**List of tasks:**
- A) From the careers page about the Norwegian Centre for E-health Research, rewrite the paragraph that begins "The Norwegian Centre for E-health Research wants to be in front" as a short bulleted list, keeping its main facts.
- B) Please extend the careers page about the Norwegian Centre for E-health Research, picking up after its final sentence.

**Provided passage:**
- Opening Delimiter -

Working at the centre
Are you looking for a new challenge? Have a look through our vacancies and read more about what it is like to work at the Norwegian Centre for E-health Research. Please notice that all vacancies are in Norwegian.
If there are no vacancies that interest you at this moment, you are welcome to submit an unsolicited application to .
The Norwegian Centre for E-health Research is located in SIVA Innovation Centre in Tromsø. Around 56 people with expertise in health, information technology, statistics, sociology, psychology, education and economy are working together here.
The Norwegian Centre for E-health Research wants to be in front of the e-health field. We ensure this through recruitment of top quality people, continuous skills development of the existing staff as well as extensive cooperation both nationally and internationally in our projects.
In our recruitment, we attach importance to ensure diversity in terms of gender, age and cultural background.
The Norwegian Centre for E-health Research have flexible working hours. Core hours are from 9:00 am to 3:00 pm.
All our employees are offered reduced price of membership by several fitness chains, and we have a good selection of company sports activities.
Through the University Hospital of North-Norway, our employees also have access to rent cottages (holiday homes).
Meet Eirik, one of our researchers
1. What is it like working at the Norwegian Centre for E-health Research?
I have been involved in exciting research and development within the areas of e-health and telemedicine in Tromsø for the last 16 years.
I enjoy working in a dynamic organisation alongside highly skilled colleagues.
The centre gives me freedom to be creative, and provides professional challenges and the opportunity to work with creative students and researchers both from the centre itself and from other organisations.
2. Describe a typical day?
A typical day starts at 07:15 with breakfast and home brewed coffee. I have breakfast at work to avoid traffic and high blood sugar levels. I enjoy being one of the first people in the office, and starting early is a great way to kick off and plan my day.
A little later on, I meet with my students and colleagues in the team. I typically have several meetings with various people throughout the day.

- Closing Delimiter -

**Records provided:**

- Opening Delimiter -

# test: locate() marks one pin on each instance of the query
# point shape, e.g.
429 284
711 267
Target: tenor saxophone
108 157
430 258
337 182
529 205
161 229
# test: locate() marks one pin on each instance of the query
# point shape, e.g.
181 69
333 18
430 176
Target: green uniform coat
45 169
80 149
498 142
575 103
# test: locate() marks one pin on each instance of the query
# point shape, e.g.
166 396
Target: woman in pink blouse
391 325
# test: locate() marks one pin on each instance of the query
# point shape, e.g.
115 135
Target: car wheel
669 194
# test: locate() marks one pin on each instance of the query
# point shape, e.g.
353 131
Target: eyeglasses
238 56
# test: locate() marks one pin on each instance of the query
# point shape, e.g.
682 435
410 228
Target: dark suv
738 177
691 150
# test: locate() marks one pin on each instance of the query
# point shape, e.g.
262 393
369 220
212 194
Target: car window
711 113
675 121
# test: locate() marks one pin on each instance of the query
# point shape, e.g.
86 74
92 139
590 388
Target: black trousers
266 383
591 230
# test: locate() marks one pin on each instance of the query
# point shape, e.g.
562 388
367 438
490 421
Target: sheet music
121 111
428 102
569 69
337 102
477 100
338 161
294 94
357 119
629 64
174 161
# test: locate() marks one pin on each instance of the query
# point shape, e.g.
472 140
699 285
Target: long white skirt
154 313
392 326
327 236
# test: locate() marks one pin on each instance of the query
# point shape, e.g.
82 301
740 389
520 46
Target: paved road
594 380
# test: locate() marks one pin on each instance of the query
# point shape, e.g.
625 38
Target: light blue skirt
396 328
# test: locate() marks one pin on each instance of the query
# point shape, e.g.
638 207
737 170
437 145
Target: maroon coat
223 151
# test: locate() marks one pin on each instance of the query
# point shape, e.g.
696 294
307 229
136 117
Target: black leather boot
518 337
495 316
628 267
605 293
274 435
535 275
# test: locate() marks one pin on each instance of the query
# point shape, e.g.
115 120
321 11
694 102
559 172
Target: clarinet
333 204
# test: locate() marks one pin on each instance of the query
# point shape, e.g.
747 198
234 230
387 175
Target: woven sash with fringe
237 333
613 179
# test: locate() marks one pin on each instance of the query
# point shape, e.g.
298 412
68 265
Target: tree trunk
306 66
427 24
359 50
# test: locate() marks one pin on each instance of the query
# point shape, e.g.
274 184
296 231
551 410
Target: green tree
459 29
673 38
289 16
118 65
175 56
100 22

- Closing Delimiter -
- Opening Delimiter -

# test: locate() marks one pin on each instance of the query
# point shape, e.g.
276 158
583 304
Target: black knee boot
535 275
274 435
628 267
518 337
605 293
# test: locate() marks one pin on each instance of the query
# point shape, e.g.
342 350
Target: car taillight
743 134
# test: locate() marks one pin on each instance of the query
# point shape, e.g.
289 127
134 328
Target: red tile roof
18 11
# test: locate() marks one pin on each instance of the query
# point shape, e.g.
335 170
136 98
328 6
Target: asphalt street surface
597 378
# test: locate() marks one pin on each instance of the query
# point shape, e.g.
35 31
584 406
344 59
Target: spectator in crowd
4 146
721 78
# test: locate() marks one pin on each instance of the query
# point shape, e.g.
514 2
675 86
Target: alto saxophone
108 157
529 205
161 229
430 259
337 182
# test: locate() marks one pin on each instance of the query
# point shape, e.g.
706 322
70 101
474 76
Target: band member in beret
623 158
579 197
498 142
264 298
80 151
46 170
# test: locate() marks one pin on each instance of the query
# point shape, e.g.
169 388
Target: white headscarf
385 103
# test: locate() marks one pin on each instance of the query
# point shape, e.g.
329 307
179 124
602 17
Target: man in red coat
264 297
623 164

- Closing Delimiter -
- Opening Delimiter -

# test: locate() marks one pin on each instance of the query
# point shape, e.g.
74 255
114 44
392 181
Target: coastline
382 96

- Closing Delimiter -

**Exercise responses:**
- A)
- Goal: to be at the front of the e-health field
- Recruits top-quality people
- Develops the skills of existing staff continuously
- Cooperates extensively, nationally and internationally, in its projects

- B)
If I'm lucky, I may find time at work to write research papers, but ordinarily I write these in the evening after working hours. At work I mostly write applications and responses to emails.
I try to have lunch with my colleagues as often as possible.
3. What do you actually do?
I'm trying to find out which e-health solutions people with chronic diseases, especially diabetes, prefer and benefit from. We aim to propose new ways of helping this patient group and investigate the effects of new solutions before they are adopted.
As a result we are able to provide information about user preferences and what works to health services, health authorities and the industry in general, so that they in turn can offer the best solutions to patients.
As well as presenting the results in scientific articles and at conferences, we try to demonstrate solutions in practical ways so that they can be seen in action.
4. In conclusion: A great place to work?
People stay here for a long time, and even when they do leave some of them come back! This is largely down to the freedom we have at the centre, but also the spirit of cooperation amongst the people who work here: we play with open cards. We know that we can't do everything alone and we are happy to share our experience and expertise.
My colleagues are very dedicated, have a great sense of humour and support each other.
Eirik Årsand, Professor
M.Sc. in electronics/instrumentation followed by a PhD in computer science.
Participate in, or build a team with a common goal where you work together and support each other. Try to have some fun while you're working. Don't draw the dividing lines between work and leisure too firmly.